* **Exercise requirements**:
(A) The music roundup says the new mclusky songs show little change. In one to three sentences, explain why the reviewer does not see this as a problem.
(B) Print the part of the music roundup starting with "While Girls Against" and going on through "are pretty broad.".

## START Article

While the band’s brilliant third album Megamantra is only eight months old, James Hammontree is pushing forward already, and rather than being tethered to release cycles has decided to drop two more songs (with suggestions that more will come in time). Both songs interestingly are uptempo, guitar-heavy monsters – Room Full of Hammers feels like being in the middle of a bar brawl in real-time, such is the aggression on show, while Damage Device edges into groove metal territory, a relentless rhythm pushing forward like an unstoppable juggernaut, and vicious riffage that should come with a health warning. Black Magnet are unquestionably the best industrial metal band out there right now.


/Sys Machine
/Fading
/Parts Unknown


Perhaps not quite what I was expecting from this project within the Glitch Mode stable, the latest single from their upcoming album Parts Unknown (out in April) is a bleak, quasi trip-hop track that uses the downtempo beats and plaintive vocals from Kimberly Kornmeier of Bow Ever Down to great effect. A song for dark, miserable late nights.


/mclusky
/i know computer
/i sure am getting sick of this bowling alley


Fresh from their outstanding album last year – their first in two decades or so – there’s more songs coming on a new EP, and let’s be honest, there’s not a great deal of change. But why should there be? The taut, smart-assed hardcore of mclusky is brilliant as it is, and the relatively short i know computer is full of the things I love about mclusky: having to rewind just to confirm what Andy Falkous just said (again), oblique comment on the world today (this seemingly taking a swipe at “content creators” and the endless pipeline of drivel on the internet), and guitar-based music stretched to breaking point. It’s fucking great that they are back, isn’t it?


/deux furieuses
/Human Animals
/Human Animals EP


A taster for what is intended to be a fourth album (when they can fund it, apparently) sees deux furieuses back at their scorching best. The title track is particular is the duo in perfect lockstep, guitar and drums providing a powerful backdrop to Ros Cairney’s raging vocal (the chorus is the surprisingly, uncomfortably catchy “I set myself on fire“) as the song appears to despair at the rise of fascism and fucking idiots running the world. One of the most vital bands around right now need your help to survive, though: go buy their music, you won’t regret it.


/Scott McCloud
/Moonlight Stage Dive
/Make It To Forever


While Girls Against Boys are still an active band – they recently played a few Australian dates, and word is they played some new songs – Scott McCloud struck out alone recently with his first solo album proper (alongside the various other projects he’s been part of over the years). But rather than the two-bass, down-and-dirty alternative rock that GVSB have long specialised in, this is Scott McCloud stripping back, and recording mostly just him with an acoustic guitar (and a few guests along the way). The results are striking, with McCloud’s distinctive voice cutting through it all. My favourite track is Moonlight Stage Dive, a song that is still acoustic-based but has bass and drums too, and even a jazzy saxophone elbowing its way in. Not quite as a radical departure as I had initially expected, but it certainly reminds that McCloud’s musical influences are pretty broad.

## END Article
## START Recorded information

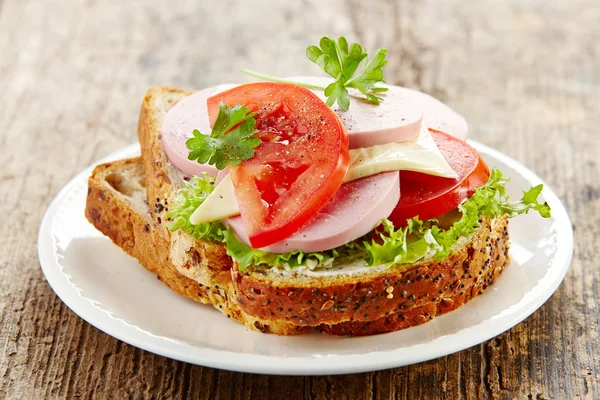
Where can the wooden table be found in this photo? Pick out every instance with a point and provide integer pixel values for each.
(72, 76)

## END Recorded information

* **Answers to each task**:
(A) The reviewer sees no need for change because mclusky's taut, smart-assed hardcore is already brilliant as it is. The short track i know computer is still full of the things the reviewer loves about the band.

(B)
While Girls Against Boys are still an active band – they recently played a few Australian dates, and word is they played some new songs – Scott McCloud struck out alone recently with his first solo album proper (alongside the various other projects he’s been part of over the years). But rather than the two-bass, down-and-dirty alternative rock that GVSB have long specialised in, this is Scott McCloud stripping back, and recording mostly just him with an acoustic guitar (and a few guests along the way). The results are striking, with McCloud’s distinctive voice cutting through it all. My favourite track is Moonlight Stage Dive, a song that is still acoustic-based but has bass and drums too, and even a jazzy saxophone elbowing its way in. Not quite as a radical departure as I had initially expected, but it certainly reminds that McCloud’s musical influences are pretty broad.